* BEGIN EXCERPTED PASSAGE *
Skip to content

PairwiseRunResult

autogen.beta.eval.pairwise.PairwiseRunResult #

PairwiseRunResult(*, run_id, cases, variant_a, variant_b, keys, created_at, duration_ms, n_pairs, label=None, store_dir=None)

Per-key win/loss/tie, win-rate(B) + Wilson CI, flips, and agreement.

Source code in autogen/beta/eval/pairwise.py
def __init__(
    self,
    *,
    run_id: str,
    cases: tuple[PairwiseCase, ...],
    variant_a: str,
    variant_b: str,
    keys: tuple[str, ...],
    created_at: str,
    duration_ms: int,
    n_pairs: int,
    label: str | None = None,
    store_dir: str | os.PathLike[str] | None = None,
) -> None:
    self._run_id = run_id
    self._label = label
    self._cases = cases
    self._variant_a = variant_a
    self._variant_b = variant_b
    self._keys = keys
    self._created_at = created_at
    self._duration_ms = duration_ms
    self._n_pairs = n_pairs
    self._store_dir = Path(store_dir) if store_dir is not None else None

run_id property #

run_id

label property #

label

cases property #

cases

tally #

tally(key)

(a_wins, b_wins, ties) for one key.

Source code in autogen/beta/eval/pairwise.py
def tally(self, key: str) -> tuple[int, int, int]:
    """``(a_wins, b_wins, ties)`` for one key."""
    a = b = t = 0
    for case in self._cases:
        if case.key != key:
            continue
        if case.winner == "a":
            a += 1
        elif case.winner == "b":
            b += 1
        else:
            t += 1
    return a, b, t

win_rate #

win_rate(key)

Variant B's win-rate on key (ties = 0.5) with a Wilson 95% CI.
* END EXCERPTED PASSAGE *
* BEGIN MATERIAL SUPPLIED *
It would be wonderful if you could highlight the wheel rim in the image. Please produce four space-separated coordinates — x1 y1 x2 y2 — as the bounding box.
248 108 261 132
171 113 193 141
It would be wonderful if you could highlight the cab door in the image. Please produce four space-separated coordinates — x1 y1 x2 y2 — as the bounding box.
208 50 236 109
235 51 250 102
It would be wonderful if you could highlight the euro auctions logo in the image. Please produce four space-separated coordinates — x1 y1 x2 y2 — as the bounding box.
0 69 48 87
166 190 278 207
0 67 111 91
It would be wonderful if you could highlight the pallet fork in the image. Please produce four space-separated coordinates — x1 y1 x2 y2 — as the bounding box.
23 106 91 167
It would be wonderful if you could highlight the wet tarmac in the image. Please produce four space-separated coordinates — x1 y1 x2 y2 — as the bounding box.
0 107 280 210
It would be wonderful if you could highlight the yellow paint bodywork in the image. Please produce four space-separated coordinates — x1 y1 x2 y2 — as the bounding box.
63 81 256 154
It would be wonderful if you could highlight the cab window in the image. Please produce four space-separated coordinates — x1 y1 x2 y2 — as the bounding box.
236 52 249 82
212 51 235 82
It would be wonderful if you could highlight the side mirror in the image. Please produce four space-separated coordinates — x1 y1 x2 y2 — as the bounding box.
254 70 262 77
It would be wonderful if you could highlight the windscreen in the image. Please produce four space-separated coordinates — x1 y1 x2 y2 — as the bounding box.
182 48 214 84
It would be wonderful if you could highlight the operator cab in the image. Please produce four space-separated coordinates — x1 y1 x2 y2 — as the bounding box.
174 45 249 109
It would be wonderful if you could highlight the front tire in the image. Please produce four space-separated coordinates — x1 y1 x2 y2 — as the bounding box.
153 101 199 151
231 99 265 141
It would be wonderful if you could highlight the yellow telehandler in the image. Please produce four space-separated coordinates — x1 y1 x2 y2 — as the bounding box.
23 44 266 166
* END MATERIAL SUPPLIED *
Continue the PairwiseRunResult documentation from its last line. The items have no connection to the PairwiseRunResult documentation.

Source code in autogen/beta/eval/pairwise.py
def win_rate(self, key: str) -> WinRate:
    """Variant B's win-rate on ``key`` (ties = 0.5) with a Wilson 95% CI."""
    a, b, t = self.tally(key)
    n = a + b + t
    rate = (b + 0.5 * t) / n if n else 0.0
    return WinRate(variant=self._variant_b, rate=rate, wins=b, losses=a, ties=t, n=n, ci=_wilson_ci(rate, n))

flips #

flips(key)

Cases where the swapped orders disagreed (position sensitivity).

Source code in autogen/beta/eval/pairwise.py
def flips(self, key: str) -> int:
    """Cases where the swapped orders disagreed (position sensitivity)."""
    count = 0
    for case in self._cases:
        if case.key != key:
            continue
        detail = case.detail
        if (
            "order1" in detail
            and "order2" in detail
            and _pos_to_ab(detail["order1"], "a", "b") != _pos_to_ab(detail["order2"], "b", "a")
        ):
            count += 1
    return count

agreement #

agreement(key_x, key_y)

Agreement between two keys over the tasks both scored (Cohen's kappa).

Source code in autogen/beta/eval/pairwise.py
def agreement(self, key_x: str, key_y: str) -> Agreement:
    """Agreement between two keys over the tasks both scored (Cohen's kappa)."""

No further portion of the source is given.